───── MATERIAL SUPPLIED ─────

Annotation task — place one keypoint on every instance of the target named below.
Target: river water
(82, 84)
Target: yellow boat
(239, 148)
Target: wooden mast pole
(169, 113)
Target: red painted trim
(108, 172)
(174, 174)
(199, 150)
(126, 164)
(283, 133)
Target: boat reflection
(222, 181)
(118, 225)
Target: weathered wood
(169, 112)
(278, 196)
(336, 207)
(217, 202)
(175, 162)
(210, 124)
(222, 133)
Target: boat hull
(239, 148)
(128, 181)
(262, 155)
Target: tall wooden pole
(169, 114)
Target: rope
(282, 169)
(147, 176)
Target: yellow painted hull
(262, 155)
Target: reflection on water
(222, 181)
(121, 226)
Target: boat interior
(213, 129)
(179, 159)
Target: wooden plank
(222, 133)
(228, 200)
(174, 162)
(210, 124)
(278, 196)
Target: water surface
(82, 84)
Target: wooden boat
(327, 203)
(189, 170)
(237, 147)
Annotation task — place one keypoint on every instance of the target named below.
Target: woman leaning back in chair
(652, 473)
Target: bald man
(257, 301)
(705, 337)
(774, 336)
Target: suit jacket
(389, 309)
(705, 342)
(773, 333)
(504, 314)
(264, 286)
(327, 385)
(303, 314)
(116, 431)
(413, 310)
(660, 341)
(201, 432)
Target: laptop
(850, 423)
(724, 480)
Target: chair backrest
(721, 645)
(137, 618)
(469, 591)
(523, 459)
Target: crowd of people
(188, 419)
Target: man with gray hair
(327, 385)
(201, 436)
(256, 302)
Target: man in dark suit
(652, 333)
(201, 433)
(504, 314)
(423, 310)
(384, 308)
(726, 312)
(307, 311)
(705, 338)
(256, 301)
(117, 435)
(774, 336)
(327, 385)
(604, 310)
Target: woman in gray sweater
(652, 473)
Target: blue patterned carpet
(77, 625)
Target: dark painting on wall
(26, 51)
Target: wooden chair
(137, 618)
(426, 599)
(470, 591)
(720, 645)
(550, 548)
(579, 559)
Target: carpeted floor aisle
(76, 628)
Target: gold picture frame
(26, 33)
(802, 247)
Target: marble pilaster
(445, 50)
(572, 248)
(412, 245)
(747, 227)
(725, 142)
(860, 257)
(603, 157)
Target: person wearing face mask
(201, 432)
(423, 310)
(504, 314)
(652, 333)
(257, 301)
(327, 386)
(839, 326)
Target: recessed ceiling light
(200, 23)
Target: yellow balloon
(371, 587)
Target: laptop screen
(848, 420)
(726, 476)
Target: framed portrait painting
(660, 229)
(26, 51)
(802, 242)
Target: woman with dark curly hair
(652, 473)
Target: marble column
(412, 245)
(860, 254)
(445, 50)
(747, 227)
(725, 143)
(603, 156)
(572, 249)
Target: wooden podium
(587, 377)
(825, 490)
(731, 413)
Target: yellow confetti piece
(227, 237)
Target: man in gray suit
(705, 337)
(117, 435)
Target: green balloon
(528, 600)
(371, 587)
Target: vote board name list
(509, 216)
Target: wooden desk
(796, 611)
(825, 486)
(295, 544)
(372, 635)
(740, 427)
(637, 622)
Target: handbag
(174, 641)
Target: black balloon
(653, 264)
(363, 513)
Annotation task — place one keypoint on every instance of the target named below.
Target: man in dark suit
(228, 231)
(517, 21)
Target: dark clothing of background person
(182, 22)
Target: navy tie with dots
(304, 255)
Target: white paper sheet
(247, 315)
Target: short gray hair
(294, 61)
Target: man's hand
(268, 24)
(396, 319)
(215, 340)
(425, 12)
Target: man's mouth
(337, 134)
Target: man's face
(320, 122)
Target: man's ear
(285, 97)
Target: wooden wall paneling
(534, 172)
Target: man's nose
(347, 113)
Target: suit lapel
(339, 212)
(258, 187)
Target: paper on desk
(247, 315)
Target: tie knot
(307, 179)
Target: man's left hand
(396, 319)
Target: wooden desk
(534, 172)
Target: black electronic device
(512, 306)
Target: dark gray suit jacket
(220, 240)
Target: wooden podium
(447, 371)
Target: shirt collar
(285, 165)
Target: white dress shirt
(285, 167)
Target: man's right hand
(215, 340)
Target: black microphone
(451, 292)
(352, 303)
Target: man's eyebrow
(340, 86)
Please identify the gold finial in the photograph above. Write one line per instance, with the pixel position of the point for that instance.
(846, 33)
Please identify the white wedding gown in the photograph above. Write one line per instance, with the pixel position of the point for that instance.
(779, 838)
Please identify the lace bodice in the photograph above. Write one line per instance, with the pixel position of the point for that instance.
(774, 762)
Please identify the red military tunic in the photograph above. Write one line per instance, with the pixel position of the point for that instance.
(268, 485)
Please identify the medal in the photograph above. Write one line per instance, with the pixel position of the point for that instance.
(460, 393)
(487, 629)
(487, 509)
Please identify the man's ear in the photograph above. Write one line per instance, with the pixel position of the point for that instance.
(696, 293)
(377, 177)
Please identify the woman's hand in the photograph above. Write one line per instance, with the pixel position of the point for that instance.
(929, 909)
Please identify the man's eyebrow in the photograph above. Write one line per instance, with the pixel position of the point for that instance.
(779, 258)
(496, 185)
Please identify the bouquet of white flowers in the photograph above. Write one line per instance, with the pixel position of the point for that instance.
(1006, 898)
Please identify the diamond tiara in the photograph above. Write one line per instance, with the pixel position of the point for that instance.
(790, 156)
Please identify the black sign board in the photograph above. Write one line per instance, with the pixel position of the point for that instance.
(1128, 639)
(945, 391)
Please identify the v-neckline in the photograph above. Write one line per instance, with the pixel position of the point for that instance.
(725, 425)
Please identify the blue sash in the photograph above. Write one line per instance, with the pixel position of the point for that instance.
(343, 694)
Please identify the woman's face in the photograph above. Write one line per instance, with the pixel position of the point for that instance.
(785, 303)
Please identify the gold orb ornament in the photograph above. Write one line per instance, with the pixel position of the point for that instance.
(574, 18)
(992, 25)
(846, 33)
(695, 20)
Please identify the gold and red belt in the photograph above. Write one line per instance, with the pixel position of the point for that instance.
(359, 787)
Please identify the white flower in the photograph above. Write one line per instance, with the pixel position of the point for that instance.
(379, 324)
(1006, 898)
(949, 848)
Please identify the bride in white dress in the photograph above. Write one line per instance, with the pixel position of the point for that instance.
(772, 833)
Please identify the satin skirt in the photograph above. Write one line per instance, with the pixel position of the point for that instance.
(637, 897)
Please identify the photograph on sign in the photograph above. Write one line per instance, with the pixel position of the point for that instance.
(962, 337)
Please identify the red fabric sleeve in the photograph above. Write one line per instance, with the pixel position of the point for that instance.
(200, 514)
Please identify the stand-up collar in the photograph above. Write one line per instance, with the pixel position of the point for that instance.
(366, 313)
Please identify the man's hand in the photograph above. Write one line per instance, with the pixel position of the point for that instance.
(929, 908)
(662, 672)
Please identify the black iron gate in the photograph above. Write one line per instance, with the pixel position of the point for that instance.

─────

TASK GOAL –
Repeat every record, keeping each word and mark exactly as it is.

EXPECTED ANSWER –
Annotation task — place one keypoint on every instance of the target named below.
Target: river water
(82, 84)
Target: yellow boat
(239, 148)
Target: wooden mast pole
(169, 113)
Target: red painted trim
(108, 172)
(174, 174)
(199, 150)
(126, 164)
(283, 133)
Target: boat reflection
(222, 181)
(118, 225)
Target: weathered wood
(169, 112)
(278, 196)
(336, 207)
(217, 202)
(175, 162)
(210, 124)
(222, 133)
Target: boat hull
(239, 148)
(128, 181)
(262, 155)
Target: tall wooden pole
(169, 114)
Target: rope
(282, 169)
(147, 176)
Target: yellow painted hull
(262, 155)
Target: reflection on water
(222, 181)
(121, 226)
Target: boat interior
(213, 129)
(179, 159)
Target: wooden plank
(222, 133)
(228, 200)
(174, 162)
(210, 124)
(278, 196)
Target: water surface
(82, 84)
Target: wooden boat
(327, 203)
(189, 170)
(237, 147)
Annotation task — place one keypoint on every instance of the target named below.
Target: woman leaning back in chair
(652, 473)
Target: bald man
(257, 301)
(705, 337)
(774, 336)
Target: suit jacket
(389, 309)
(705, 342)
(773, 333)
(504, 314)
(264, 286)
(327, 385)
(303, 314)
(116, 431)
(413, 310)
(660, 341)
(201, 432)
Target: laptop
(850, 423)
(724, 480)
Target: chair backrest
(721, 645)
(137, 618)
(469, 591)
(523, 459)
Target: crowd of people
(188, 419)
Target: man with gray hair
(327, 385)
(201, 436)
(256, 302)
Target: man in dark suit
(652, 333)
(201, 433)
(504, 314)
(423, 310)
(384, 308)
(726, 312)
(307, 311)
(705, 338)
(256, 301)
(117, 435)
(774, 336)
(327, 385)
(604, 310)
Target: woman in gray sweater
(652, 473)
Target: blue patterned carpet
(77, 625)
Target: dark painting on wall
(26, 51)
Target: wooden chair
(137, 618)
(426, 599)
(470, 591)
(720, 645)
(550, 548)
(579, 559)
Target: carpeted floor aisle
(76, 628)
Target: gold picture frame
(26, 33)
(802, 247)
Target: marble pilaster
(445, 50)
(572, 248)
(412, 245)
(747, 227)
(725, 142)
(860, 257)
(603, 157)
Target: person wearing face mask
(201, 432)
(423, 310)
(504, 314)
(652, 333)
(257, 301)
(327, 386)
(839, 326)
Target: recessed ceiling light
(200, 23)
Target: yellow balloon
(371, 587)
Target: laptop screen
(848, 420)
(726, 476)
Target: framed portrait painting
(660, 229)
(26, 51)
(802, 242)
Target: woman with dark curly hair
(652, 473)
Target: marble column
(412, 245)
(860, 254)
(445, 50)
(747, 227)
(725, 143)
(603, 156)
(572, 249)
Target: wooden podium
(587, 377)
(825, 490)
(731, 413)
Target: yellow confetti piece
(227, 237)
Target: man in gray suit
(705, 337)
(117, 435)
Target: green balloon
(528, 600)
(371, 587)
Target: vote board name list
(509, 216)
Target: wooden desk
(796, 611)
(825, 486)
(295, 544)
(372, 635)
(740, 427)
(637, 622)
Target: handbag
(174, 641)
Target: black balloon
(653, 264)
(363, 513)
Annotation task — place one keypoint on every instance of the target named below.
Target: man in dark suit
(228, 231)
(517, 21)
Target: dark clothing of background person
(182, 22)
Target: navy tie with dots
(304, 255)
Target: white paper sheet
(247, 315)
Target: short gray hair
(294, 61)
Target: man's hand
(268, 24)
(396, 319)
(215, 340)
(425, 12)
Target: man's mouth
(337, 134)
Target: man's face
(320, 122)
Target: man's ear
(285, 97)
Target: wooden wall paneling
(534, 172)
Target: man's nose
(347, 113)
Target: suit lapel
(339, 212)
(258, 187)
Target: paper on desk
(247, 315)
Target: tie knot
(307, 179)
Target: man's left hand
(396, 319)
Target: wooden desk
(534, 172)
Target: black electronic device
(512, 306)
Target: dark gray suit jacket
(220, 240)
Target: wooden podium
(447, 371)
Target: shirt collar
(285, 165)
Target: white dress shirt
(285, 167)
Target: man's right hand
(215, 340)
Target: black microphone
(451, 292)
(352, 303)
Target: man's eyebrow
(340, 86)
Please identify the gold finial in the photograph above. Write one line per instance, with the pixel position of the point for that instance.
(846, 33)
Please identify the white wedding gown in the photograph above. Write one line per instance, with the pixel position of the point for that instance.
(779, 838)
Please identify the lace bodice in the photograph above. Write one line per instance, with the pixel position of the point for that instance.
(774, 762)
Please identify the red military tunic in the photograph above. Write one line per instance, with the pixel position of the point for that instance.
(268, 485)
Please identify the medal in the photograph above. Write one line per instance, with the pixel position of the point for that instance.
(460, 393)
(487, 629)
(487, 509)
Please identify the man's ear in the photograph above. Write one line per instance, with the pixel position of the point for that instance.
(696, 293)
(377, 177)
Please identify the woman's hand in the photograph above. Write one line per instance, with the pixel position of the point for that instance.
(929, 909)
Please identify the man's eyebrow in the photograph above. Write one line per instance, with the pixel position of the point for that instance.
(779, 258)
(496, 185)
Please identify the bouquet of white flowers in the photograph above. Write one line per instance, with the pixel position of the point for that instance.
(1006, 898)
Please identify the diamond tiara in the photograph above. Write one line per instance, with the pixel position of the point for that instance.
(790, 156)
Please identify the black sign board in the photograph above. Write one line per instance, with the pixel position of the point for that instance.
(1128, 639)
(945, 391)
Please identify the v-neckline in the photograph above. Write one line per instance, with the pixel position of the point for that instance.
(725, 425)
Please identify the blue sash in the photograph above. Write one line per instance, with the pixel position of the point for that instance.
(343, 694)
Please identify the woman's face in the photograph above. Write one line per instance, with the pixel position of the point for that instance.
(785, 303)
Please identify the gold orb ornament in the photograph above. Write one line per instance, with the pixel position of the point for that instance.
(574, 18)
(992, 25)
(846, 33)
(695, 20)
Please identify the gold and red belt in the photograph above. Write one line per instance, with the pixel position of the point for that instance.
(359, 787)
Please identify the white flower in the photograph above. Write one line per instance, with the pixel position of the point for that instance.
(379, 324)
(1006, 898)
(949, 848)
Please identify the bride in white dress in the photograph above. Write one line per instance, with the pixel position of the point for that instance.
(772, 833)
Please identify the satin skirt in the photograph above. Write one line per instance, with the pixel position of the point for that instance.
(637, 897)
Please identify the photograph on sign in the photograph above. Write one line per instance, with the pixel position of the point for that instance.
(962, 337)
Please identify the red fabric sleeve in the photograph above. Write one line per instance, with the pixel position of the point for that instance.
(200, 514)
Please identify the stand-up collar in the photograph above. Write one line per instance, with the pixel position of the point for that instance.
(366, 313)
Please identify the man's hand in the photograph above. Write one line per instance, with the pixel position of the point for that instance.
(929, 908)
(662, 672)
Please identify the black iron gate in the photograph above. Write one line per instance, with the pixel position of the point for that instance.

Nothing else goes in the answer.